Written task
Pull out the stretch of the listing from the line containing "The automated pipeline tagged short brown" through the line containing "[184,174,358,271]", both lines included, and reproduce every line in it character for character with nothing else added.

══ Supplied material ══

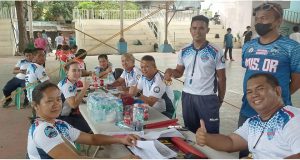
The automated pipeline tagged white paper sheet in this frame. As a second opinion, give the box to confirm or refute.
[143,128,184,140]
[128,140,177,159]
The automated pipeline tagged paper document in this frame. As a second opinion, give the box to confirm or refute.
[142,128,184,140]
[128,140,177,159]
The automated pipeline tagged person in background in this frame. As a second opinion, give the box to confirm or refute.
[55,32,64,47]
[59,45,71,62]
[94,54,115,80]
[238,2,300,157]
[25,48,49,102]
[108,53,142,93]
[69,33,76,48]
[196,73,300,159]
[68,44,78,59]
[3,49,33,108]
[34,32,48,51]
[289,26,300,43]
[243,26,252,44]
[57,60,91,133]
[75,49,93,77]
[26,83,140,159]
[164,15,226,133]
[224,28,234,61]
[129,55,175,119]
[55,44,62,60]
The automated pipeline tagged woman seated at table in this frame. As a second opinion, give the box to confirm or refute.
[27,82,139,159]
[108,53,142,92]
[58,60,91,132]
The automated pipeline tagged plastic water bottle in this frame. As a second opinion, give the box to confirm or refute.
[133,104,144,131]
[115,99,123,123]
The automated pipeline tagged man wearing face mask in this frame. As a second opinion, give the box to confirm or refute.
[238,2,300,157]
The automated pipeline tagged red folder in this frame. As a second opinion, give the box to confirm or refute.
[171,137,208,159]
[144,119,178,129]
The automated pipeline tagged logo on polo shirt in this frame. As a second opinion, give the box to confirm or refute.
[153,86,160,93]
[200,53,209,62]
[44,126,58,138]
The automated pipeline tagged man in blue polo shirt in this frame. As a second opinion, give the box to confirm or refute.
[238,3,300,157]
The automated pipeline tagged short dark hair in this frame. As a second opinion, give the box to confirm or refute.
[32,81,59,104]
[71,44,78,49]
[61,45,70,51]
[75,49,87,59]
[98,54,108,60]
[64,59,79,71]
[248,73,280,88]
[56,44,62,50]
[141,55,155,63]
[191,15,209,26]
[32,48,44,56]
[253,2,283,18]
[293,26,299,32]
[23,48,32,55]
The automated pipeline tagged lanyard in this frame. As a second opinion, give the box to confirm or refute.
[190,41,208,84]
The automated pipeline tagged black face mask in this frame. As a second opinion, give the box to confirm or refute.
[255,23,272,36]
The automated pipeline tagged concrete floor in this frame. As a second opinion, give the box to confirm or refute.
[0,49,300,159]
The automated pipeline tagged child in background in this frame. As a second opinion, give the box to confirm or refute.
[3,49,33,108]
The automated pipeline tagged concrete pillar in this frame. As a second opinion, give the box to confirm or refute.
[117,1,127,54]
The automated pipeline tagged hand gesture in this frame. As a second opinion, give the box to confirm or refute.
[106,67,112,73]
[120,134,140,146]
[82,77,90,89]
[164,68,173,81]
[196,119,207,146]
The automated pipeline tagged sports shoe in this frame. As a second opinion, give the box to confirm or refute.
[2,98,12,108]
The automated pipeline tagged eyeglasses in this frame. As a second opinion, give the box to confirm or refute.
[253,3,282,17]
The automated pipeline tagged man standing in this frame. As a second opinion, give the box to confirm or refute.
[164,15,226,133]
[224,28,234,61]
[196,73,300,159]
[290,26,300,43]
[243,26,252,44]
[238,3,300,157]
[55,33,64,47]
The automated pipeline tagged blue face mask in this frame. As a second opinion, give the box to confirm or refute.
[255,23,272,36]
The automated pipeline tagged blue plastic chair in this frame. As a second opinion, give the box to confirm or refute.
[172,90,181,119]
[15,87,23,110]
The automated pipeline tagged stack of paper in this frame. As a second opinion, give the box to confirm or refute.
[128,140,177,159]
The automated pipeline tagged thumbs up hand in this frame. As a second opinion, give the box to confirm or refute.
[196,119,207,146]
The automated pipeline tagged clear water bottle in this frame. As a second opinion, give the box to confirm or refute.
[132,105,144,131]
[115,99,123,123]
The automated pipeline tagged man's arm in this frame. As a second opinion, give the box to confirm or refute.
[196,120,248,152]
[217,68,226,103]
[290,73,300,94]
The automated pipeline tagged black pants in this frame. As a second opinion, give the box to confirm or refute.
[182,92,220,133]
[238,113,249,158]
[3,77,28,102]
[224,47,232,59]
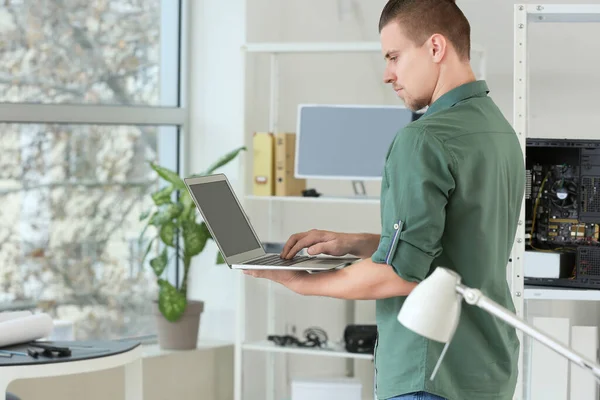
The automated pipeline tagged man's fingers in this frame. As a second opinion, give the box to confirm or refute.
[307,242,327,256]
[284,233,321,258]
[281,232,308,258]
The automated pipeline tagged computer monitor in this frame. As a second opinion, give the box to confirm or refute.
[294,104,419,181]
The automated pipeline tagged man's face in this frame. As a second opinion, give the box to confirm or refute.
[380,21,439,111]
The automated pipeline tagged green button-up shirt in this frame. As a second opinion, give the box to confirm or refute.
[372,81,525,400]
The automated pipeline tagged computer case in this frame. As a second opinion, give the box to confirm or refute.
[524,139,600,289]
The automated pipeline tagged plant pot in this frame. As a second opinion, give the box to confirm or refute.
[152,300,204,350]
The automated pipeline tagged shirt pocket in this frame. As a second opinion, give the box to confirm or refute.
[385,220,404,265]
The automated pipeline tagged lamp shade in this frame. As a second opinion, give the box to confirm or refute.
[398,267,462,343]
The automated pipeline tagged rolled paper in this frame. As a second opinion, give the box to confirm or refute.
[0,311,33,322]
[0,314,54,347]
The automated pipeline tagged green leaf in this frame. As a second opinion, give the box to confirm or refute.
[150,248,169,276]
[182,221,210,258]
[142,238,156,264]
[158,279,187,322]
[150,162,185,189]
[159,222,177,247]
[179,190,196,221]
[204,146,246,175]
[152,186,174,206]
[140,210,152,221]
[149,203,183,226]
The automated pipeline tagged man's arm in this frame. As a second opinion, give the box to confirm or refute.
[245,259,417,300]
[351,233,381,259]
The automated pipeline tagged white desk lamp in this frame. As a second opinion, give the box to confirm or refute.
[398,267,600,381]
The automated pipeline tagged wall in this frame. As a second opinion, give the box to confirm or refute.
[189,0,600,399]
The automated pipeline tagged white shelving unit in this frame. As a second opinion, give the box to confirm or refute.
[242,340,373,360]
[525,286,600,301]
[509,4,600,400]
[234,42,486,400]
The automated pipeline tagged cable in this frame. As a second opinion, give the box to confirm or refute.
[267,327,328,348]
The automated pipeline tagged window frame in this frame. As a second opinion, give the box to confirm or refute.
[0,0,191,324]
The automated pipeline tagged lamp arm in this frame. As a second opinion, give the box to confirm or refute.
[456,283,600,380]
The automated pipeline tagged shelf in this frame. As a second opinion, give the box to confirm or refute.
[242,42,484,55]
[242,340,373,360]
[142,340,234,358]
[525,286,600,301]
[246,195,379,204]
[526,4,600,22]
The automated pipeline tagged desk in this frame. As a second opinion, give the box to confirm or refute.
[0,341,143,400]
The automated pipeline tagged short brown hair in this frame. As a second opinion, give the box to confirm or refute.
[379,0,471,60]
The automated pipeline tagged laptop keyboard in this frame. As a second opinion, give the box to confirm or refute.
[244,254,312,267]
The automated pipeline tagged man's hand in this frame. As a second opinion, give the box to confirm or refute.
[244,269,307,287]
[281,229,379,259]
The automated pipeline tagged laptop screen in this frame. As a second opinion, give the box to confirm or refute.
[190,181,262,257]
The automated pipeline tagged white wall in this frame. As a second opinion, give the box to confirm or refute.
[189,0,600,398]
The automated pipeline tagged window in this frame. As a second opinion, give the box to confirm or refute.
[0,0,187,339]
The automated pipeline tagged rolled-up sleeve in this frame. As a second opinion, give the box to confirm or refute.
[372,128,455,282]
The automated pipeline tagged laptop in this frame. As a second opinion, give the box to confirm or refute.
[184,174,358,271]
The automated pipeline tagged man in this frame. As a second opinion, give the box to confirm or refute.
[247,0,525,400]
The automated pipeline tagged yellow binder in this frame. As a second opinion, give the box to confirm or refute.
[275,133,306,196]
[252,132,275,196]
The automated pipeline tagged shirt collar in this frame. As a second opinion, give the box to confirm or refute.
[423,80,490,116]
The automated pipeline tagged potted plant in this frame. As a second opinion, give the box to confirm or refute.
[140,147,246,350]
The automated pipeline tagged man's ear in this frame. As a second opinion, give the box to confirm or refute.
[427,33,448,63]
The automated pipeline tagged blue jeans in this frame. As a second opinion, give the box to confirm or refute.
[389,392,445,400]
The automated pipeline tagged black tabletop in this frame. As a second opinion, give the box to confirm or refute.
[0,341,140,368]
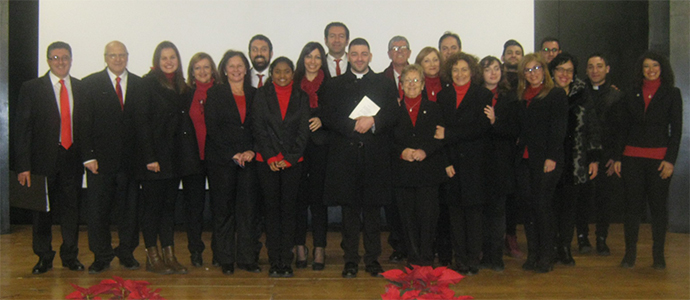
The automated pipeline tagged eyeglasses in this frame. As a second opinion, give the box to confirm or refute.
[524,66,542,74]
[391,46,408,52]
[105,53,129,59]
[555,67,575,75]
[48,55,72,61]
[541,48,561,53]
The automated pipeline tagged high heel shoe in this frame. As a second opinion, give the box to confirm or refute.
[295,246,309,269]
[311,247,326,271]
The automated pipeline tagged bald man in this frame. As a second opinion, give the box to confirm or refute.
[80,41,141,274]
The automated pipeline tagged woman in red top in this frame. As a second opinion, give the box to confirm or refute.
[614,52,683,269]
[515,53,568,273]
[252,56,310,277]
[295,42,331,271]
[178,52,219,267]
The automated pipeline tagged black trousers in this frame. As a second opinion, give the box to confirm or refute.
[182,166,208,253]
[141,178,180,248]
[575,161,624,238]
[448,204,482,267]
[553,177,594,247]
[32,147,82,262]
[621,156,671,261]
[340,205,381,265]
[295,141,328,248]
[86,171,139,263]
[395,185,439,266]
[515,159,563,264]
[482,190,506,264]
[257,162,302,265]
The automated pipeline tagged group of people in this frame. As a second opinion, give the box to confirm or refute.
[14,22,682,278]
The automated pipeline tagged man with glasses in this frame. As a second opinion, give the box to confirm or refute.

═══

Reply to the task
The automated pipeline tagged short brown hair in this frame. As a second opinion, give the box to confirm or refute.
[379,0,471,60]
The automated pipeline tagged laptop keyboard in this frame. As a second opinion, give the box to confirm or refute.
[244,254,312,267]
The automated pipeline tagged man's hand in this frame. As a second opinion, give the box to confirm or refute.
[244,269,307,287]
[281,229,379,259]
The automated pipeline tagged laptop screen in this frame. As a second opinion, give the box to confirm or refute.
[190,181,262,257]
The automated pipeline tagged white wall in this frame. As a second opinion, give the box to confirm or refute.
[189,0,600,398]
The automated pipeline tagged window in this frame. As a second opinion, give the box to confirm or refute.
[0,0,187,339]
The automated pipeline tagged rolled-up sleeve in this frame. As a second opinion, give the box to confirm or refute.
[372,128,455,282]
The automated pipeline tagged laptop in this frame. As a second opinion, give the box to confirm or refute.
[184,174,358,271]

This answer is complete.